Task instructions:
Arrange the items from the line with "of the horse" to the line with "x=276 y=159" as a two-column CSV with the columns text and answer. Give one row per item, quote each field, and replace line breaks with spaces.

Pointing dataset excerpts:
START

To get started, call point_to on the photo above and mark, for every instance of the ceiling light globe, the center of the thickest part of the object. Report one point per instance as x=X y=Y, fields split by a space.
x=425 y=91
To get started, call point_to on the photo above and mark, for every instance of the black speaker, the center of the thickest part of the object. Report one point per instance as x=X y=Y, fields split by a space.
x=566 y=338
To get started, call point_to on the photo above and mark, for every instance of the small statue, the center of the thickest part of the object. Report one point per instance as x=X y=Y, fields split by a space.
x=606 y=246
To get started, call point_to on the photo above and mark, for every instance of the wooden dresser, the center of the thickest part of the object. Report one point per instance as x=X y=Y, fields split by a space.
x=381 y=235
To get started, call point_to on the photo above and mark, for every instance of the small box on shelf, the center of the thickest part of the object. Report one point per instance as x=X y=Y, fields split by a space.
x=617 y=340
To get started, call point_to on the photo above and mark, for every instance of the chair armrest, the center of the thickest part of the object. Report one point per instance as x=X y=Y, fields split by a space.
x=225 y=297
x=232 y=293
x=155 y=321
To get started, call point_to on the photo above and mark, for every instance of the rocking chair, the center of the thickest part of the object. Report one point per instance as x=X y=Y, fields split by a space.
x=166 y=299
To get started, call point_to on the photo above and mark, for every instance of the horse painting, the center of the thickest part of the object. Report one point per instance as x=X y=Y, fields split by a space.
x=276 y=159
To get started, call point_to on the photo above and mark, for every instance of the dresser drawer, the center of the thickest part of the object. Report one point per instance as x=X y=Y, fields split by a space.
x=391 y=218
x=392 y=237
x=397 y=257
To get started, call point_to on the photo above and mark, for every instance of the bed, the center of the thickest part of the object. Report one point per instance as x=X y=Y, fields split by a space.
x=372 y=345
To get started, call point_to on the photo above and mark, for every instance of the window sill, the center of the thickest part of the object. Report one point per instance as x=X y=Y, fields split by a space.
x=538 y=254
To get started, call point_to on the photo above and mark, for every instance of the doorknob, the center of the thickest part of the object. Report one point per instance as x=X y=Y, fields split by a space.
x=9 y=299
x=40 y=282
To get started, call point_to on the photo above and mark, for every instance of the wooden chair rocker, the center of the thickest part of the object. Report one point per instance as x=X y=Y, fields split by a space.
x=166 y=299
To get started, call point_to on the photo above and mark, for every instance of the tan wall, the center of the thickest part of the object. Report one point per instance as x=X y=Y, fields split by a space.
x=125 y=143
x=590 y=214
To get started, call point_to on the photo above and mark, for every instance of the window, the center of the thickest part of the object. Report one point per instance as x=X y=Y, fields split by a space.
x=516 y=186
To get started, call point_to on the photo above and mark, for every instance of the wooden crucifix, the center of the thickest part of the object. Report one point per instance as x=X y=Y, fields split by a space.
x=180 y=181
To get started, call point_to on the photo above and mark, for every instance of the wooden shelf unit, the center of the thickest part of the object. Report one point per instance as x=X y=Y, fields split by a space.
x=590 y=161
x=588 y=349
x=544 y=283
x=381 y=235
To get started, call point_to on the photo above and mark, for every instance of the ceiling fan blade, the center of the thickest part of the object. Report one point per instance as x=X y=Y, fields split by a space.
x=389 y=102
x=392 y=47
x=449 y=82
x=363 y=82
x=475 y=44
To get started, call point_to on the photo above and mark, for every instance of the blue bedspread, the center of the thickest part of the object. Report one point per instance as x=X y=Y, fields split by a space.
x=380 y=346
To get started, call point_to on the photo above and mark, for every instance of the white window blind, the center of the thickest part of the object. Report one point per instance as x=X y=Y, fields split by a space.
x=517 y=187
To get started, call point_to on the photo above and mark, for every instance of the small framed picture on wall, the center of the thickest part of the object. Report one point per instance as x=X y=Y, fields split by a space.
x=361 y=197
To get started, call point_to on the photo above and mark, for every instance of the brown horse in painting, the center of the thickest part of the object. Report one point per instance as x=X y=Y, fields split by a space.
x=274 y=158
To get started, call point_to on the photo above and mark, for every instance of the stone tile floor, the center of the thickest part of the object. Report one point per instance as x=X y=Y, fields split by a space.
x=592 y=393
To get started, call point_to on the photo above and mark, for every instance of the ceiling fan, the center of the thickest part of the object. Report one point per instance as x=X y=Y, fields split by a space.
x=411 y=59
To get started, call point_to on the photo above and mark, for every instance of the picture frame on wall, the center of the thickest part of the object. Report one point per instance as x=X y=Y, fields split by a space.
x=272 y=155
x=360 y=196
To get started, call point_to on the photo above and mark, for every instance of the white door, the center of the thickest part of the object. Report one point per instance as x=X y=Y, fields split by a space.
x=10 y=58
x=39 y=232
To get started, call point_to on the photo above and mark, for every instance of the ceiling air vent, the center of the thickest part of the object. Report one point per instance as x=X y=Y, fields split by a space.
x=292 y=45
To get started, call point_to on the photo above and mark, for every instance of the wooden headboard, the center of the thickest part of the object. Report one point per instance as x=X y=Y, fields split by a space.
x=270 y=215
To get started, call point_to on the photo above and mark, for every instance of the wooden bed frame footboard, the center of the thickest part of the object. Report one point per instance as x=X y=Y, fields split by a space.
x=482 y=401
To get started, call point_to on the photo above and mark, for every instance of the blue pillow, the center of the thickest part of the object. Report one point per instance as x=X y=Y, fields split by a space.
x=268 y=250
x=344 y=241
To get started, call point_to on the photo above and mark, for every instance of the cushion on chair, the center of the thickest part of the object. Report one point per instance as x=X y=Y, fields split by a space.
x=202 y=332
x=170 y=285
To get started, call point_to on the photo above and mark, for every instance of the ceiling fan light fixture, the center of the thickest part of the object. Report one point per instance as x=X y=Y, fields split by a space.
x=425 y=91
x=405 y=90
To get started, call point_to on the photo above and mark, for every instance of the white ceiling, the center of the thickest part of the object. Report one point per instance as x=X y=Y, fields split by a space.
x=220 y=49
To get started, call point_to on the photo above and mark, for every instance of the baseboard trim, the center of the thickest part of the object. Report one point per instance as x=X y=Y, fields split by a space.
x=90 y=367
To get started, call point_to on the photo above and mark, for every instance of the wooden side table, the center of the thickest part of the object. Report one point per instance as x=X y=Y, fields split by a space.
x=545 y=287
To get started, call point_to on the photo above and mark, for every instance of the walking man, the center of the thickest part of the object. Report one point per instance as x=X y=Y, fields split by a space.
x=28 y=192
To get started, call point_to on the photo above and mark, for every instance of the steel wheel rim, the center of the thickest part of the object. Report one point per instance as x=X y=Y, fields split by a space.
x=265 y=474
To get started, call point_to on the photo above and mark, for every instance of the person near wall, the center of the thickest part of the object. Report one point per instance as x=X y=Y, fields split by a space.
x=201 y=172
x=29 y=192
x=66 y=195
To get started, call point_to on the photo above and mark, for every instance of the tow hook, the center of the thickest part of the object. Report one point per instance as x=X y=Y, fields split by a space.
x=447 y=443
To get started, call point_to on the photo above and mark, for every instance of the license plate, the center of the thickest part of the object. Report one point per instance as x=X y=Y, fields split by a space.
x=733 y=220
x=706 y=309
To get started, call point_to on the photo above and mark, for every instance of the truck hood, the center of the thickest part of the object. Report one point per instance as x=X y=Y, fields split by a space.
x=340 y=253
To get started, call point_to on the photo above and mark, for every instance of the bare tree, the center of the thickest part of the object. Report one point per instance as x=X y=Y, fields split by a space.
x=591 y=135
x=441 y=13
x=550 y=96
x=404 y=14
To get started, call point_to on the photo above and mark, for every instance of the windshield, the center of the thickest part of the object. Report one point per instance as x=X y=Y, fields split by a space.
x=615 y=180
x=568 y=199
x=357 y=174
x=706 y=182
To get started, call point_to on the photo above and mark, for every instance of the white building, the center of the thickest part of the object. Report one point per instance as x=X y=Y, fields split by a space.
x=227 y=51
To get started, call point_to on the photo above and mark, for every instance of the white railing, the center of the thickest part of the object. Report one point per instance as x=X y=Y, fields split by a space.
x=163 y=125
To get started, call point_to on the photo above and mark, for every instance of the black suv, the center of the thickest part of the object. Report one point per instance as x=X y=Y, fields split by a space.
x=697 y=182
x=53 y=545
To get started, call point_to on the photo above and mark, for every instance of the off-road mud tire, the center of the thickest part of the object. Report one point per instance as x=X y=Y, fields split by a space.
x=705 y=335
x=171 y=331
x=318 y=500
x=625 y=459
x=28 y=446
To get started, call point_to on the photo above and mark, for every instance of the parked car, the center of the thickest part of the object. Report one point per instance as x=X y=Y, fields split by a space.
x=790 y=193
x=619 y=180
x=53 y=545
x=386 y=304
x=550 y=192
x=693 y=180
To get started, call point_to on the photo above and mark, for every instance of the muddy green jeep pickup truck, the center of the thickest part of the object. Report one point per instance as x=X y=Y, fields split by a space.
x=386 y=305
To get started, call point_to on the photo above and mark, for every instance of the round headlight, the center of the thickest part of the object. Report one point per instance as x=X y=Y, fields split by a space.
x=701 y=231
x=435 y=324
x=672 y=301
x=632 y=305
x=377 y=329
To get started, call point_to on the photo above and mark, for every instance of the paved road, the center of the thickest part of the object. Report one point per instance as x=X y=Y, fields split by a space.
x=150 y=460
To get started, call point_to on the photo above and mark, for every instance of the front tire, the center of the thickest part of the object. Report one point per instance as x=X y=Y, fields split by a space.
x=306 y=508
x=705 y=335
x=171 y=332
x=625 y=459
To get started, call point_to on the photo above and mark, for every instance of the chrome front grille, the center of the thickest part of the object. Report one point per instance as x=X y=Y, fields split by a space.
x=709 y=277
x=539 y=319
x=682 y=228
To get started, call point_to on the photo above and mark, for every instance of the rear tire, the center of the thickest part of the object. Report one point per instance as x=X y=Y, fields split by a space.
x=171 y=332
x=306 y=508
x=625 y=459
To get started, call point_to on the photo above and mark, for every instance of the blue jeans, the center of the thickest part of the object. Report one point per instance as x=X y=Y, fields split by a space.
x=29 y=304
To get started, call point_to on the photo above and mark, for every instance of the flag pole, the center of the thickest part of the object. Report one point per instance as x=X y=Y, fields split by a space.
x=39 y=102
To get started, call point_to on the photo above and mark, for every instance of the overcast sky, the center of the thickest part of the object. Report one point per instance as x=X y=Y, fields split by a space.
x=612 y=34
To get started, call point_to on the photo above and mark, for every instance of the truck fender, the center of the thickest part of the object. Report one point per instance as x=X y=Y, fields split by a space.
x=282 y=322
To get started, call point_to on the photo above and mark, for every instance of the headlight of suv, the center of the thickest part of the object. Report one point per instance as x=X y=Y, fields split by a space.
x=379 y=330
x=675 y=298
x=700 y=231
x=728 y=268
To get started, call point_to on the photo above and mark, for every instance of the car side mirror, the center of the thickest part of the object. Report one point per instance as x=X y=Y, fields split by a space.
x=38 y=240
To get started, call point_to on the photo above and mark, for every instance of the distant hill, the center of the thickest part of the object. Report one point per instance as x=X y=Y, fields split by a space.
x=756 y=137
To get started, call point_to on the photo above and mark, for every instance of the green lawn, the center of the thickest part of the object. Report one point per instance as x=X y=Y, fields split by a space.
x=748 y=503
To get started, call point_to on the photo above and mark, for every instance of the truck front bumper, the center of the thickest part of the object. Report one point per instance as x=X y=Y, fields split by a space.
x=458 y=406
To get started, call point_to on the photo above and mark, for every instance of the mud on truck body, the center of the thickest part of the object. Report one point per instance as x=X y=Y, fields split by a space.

END

Finished task:
text,answer
"To get started, call point_to on the photo above and mark, for every instance of the horse painting, the center of the thickest part of the object. Report one point per instance as x=X y=Y, fields split by a space.","x=276 y=159"